▶ [Work instructions]
The data follows this line. Copy verbatim the line with "If you could point to the yellow" and each line after it to the end.

^^^^^^^^

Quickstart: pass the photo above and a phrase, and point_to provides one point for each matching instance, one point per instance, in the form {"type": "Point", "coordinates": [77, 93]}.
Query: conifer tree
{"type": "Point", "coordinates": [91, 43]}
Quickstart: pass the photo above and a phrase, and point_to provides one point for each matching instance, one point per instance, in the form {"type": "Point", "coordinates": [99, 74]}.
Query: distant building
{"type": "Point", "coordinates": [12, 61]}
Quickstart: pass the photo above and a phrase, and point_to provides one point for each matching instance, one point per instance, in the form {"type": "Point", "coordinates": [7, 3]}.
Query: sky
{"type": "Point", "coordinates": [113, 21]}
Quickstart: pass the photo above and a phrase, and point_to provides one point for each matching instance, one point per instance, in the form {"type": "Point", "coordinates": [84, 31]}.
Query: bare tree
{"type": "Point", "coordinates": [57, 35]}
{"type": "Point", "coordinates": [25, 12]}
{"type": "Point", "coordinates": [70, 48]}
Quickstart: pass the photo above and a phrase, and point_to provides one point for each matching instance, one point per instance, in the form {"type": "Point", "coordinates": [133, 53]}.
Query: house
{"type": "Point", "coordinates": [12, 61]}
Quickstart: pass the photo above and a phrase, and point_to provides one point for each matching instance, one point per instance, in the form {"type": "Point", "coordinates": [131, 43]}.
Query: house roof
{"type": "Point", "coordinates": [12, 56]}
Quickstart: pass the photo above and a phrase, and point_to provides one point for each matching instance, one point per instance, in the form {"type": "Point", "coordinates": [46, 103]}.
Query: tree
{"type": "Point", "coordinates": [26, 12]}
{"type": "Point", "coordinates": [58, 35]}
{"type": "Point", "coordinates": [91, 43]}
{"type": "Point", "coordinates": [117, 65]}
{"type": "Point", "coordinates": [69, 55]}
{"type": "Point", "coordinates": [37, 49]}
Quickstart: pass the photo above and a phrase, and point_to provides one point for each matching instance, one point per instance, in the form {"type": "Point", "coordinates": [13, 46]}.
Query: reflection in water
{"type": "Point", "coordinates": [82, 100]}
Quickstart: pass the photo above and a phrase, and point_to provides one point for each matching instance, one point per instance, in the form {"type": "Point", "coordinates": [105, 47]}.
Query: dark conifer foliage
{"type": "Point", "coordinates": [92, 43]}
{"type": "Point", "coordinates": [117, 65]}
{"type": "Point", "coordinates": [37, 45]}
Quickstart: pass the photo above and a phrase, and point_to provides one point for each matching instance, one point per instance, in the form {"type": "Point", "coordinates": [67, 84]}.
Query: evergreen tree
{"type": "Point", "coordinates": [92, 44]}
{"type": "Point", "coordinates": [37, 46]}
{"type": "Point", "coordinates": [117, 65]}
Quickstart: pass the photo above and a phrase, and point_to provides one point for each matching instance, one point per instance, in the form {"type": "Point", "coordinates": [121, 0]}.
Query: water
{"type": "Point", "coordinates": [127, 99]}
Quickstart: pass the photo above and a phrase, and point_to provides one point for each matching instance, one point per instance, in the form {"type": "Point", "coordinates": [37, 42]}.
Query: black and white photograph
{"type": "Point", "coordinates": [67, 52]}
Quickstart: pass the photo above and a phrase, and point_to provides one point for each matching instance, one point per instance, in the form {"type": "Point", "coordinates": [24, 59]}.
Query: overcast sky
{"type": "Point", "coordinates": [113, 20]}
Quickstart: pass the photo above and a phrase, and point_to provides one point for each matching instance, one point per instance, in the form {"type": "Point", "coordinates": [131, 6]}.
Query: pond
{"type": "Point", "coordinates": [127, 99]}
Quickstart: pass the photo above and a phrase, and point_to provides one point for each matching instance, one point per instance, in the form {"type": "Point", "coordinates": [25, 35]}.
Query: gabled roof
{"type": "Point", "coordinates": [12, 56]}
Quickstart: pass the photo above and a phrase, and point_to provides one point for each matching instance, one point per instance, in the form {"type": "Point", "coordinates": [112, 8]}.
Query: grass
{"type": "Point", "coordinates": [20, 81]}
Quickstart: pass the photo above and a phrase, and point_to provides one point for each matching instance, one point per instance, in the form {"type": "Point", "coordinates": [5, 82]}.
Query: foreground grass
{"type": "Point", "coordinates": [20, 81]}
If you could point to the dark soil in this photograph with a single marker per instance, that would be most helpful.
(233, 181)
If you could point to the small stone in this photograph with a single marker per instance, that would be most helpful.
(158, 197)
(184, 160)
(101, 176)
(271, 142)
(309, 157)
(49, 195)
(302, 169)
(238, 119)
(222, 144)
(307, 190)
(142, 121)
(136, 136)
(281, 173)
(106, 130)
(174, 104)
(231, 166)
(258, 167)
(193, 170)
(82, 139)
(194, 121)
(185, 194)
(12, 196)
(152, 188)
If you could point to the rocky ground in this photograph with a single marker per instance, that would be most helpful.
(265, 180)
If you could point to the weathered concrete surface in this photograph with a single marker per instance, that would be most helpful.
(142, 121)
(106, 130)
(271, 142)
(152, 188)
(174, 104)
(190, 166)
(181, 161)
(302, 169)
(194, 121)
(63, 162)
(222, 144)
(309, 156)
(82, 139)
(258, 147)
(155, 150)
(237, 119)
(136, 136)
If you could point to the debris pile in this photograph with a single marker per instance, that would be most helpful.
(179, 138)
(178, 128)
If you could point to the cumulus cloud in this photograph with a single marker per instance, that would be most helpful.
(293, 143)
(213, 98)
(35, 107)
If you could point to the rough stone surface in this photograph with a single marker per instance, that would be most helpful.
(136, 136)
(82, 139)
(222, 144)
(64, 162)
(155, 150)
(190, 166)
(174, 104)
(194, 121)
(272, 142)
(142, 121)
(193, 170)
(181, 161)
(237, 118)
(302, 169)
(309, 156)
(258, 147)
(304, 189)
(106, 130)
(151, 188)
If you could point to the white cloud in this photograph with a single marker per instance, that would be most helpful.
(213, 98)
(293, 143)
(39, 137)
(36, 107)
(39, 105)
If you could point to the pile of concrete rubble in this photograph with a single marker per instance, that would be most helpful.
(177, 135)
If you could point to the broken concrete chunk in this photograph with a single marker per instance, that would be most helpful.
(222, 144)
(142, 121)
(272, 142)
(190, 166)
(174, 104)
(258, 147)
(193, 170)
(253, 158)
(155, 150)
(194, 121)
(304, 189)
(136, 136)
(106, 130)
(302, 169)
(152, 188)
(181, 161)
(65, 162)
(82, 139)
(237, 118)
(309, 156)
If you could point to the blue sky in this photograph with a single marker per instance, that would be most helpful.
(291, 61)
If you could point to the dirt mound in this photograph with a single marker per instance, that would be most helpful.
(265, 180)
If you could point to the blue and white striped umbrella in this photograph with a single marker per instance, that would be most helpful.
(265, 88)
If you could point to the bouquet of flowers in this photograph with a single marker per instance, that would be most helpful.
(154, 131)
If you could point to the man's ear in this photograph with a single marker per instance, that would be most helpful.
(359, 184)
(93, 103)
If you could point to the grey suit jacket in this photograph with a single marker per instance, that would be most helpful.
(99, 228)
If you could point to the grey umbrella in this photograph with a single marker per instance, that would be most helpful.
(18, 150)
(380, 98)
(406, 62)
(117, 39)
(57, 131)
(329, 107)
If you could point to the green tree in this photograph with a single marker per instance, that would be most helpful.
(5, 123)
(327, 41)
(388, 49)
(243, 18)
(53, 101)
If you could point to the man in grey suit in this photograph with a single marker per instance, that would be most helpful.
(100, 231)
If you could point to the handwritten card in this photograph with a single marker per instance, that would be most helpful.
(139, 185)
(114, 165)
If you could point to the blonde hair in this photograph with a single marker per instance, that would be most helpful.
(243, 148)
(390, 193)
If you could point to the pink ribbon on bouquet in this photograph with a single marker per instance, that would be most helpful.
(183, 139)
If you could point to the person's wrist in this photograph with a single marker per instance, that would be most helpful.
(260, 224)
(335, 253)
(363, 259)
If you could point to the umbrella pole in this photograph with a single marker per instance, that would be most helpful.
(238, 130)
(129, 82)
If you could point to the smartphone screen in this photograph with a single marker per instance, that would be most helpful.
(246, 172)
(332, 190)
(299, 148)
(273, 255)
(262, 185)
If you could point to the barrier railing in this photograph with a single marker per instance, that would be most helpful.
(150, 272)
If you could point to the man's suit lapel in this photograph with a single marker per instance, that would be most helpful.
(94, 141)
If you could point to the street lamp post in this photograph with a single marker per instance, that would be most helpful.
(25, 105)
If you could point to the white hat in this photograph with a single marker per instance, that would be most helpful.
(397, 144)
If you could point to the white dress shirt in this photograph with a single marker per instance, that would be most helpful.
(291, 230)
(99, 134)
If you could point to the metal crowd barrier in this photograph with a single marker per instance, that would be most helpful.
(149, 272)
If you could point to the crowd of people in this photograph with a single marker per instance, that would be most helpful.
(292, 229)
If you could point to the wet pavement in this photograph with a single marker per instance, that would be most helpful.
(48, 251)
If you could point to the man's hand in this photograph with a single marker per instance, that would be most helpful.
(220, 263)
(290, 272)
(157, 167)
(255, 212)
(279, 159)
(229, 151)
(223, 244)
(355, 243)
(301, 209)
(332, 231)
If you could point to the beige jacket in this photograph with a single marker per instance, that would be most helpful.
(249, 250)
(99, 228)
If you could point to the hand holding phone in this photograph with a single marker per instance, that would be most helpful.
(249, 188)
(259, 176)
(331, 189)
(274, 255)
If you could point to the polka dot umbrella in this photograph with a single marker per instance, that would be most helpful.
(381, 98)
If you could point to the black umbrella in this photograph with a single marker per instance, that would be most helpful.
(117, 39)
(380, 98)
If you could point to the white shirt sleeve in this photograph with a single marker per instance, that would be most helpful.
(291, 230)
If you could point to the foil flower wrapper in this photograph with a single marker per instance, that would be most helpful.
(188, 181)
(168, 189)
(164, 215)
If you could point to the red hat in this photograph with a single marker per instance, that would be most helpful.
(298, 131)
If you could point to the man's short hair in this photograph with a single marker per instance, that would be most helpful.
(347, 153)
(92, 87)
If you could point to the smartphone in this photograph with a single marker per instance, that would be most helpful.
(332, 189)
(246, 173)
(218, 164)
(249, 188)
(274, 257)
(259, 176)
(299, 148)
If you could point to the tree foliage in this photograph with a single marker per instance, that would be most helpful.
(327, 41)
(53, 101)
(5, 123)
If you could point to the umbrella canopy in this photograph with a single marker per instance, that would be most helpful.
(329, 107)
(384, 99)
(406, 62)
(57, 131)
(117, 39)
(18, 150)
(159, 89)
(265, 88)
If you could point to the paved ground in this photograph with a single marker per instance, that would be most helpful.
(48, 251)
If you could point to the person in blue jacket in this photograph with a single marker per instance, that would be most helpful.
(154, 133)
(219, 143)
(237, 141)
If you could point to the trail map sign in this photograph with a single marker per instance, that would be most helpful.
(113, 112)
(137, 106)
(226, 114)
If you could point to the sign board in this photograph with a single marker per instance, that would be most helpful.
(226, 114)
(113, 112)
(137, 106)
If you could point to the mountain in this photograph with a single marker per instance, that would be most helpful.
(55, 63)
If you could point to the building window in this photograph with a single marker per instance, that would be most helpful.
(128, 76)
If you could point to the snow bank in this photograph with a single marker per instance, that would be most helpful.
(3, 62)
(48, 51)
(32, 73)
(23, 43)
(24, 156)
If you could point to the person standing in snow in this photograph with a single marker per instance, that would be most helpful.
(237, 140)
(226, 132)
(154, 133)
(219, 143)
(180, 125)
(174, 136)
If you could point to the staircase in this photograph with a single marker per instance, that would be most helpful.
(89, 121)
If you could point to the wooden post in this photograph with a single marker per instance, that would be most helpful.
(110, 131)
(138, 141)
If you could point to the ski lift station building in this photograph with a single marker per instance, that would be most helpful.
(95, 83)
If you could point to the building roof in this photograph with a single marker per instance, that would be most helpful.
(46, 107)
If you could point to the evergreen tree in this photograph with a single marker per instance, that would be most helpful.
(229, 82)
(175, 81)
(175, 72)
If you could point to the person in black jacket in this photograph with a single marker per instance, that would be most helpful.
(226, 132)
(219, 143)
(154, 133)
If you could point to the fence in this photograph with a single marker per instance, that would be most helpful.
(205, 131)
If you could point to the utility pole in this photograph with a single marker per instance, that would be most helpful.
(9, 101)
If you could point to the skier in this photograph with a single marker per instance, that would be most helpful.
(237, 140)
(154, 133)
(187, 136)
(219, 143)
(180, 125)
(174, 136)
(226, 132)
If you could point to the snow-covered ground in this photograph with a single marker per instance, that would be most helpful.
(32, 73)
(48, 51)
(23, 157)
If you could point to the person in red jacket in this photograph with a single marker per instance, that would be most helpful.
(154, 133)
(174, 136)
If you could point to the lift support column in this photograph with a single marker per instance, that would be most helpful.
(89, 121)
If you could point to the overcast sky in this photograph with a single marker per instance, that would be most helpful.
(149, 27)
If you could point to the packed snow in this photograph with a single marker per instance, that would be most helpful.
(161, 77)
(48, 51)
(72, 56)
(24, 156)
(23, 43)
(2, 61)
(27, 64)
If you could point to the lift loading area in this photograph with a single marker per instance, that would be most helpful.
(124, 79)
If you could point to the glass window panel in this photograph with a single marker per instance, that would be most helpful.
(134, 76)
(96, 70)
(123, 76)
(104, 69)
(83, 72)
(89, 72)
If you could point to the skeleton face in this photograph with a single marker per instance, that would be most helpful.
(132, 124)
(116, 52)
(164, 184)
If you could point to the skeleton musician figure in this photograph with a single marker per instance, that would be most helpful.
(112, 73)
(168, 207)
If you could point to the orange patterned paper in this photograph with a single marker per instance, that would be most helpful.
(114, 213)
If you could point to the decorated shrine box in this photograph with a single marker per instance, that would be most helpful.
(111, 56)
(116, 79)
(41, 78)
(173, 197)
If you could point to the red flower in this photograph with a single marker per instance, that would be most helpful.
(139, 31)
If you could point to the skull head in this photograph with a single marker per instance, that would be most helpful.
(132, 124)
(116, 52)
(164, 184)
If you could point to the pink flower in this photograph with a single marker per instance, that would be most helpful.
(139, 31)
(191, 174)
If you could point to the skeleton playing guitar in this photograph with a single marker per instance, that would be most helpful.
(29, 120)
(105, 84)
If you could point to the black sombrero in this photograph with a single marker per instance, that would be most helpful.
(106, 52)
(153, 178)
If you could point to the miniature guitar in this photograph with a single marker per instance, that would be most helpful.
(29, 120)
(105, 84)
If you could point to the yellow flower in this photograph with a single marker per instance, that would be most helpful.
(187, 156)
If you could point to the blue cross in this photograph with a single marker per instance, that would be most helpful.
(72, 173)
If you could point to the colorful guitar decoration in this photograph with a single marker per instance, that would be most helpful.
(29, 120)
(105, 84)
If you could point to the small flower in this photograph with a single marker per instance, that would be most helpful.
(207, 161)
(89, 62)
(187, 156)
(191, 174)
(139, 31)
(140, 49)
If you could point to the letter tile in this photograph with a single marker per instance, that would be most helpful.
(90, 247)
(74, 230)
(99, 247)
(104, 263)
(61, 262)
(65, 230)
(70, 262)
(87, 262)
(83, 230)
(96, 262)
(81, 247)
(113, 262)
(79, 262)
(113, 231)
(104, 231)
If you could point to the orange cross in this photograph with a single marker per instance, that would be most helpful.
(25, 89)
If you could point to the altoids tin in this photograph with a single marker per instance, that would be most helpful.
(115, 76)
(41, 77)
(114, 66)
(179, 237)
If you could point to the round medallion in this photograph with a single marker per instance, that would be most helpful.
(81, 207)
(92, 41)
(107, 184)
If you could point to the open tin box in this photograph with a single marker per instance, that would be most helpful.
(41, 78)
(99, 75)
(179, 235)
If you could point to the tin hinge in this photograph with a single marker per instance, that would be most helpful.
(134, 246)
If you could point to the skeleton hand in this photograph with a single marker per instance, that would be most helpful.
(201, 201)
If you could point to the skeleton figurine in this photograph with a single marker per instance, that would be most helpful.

^^^^^^^^

▶ [Exercise output]
If you could point to the yellow flower in this photograph with a single marker per instance, that would be most helpful.
(187, 156)
If you could point to the blue cross in this photograph with a single marker per instance, that would be most helpful.
(72, 173)
If you could point to the colorful guitar decoration in this photograph with a single marker per instance, that would be most helpful.
(29, 120)
(105, 84)
If you could point to the small flower in this photograph with a single marker per instance, that would be most helpful.
(207, 161)
(89, 62)
(187, 156)
(191, 174)
(139, 31)
(140, 49)
If you could point to the letter tile in this photograph with a single marker per instance, that would be most helpful.
(90, 247)
(74, 230)
(99, 247)
(104, 263)
(61, 262)
(65, 230)
(70, 262)
(87, 262)
(83, 230)
(96, 262)
(81, 247)
(113, 262)
(79, 262)
(113, 231)
(104, 231)
If you could point to the orange cross in this photograph with a single marker per instance, that would be most helpful.
(25, 89)
If you could point to the altoids tin in this photograph with a single marker per instance, that would be most helpful.
(115, 76)
(41, 77)
(114, 66)
(179, 237)
If you could point to the round medallion in this photograph with a single marker per instance, that would be most helpful.
(81, 207)
(92, 41)
(107, 184)
If you could point to the open tin box in this photograph with a single marker per instance, that would be most helpful.
(41, 78)
(99, 75)
(179, 235)
If you could point to the tin hinge in this photograph with a single marker per instance, that would be most helpful.
(134, 246)
If you could point to the skeleton hand in this photograph with a single marker per instance, that would be most helpful.
(201, 201)
If you could point to the skeleton figurine in this photograph with a single marker per instance, that would be most helpful.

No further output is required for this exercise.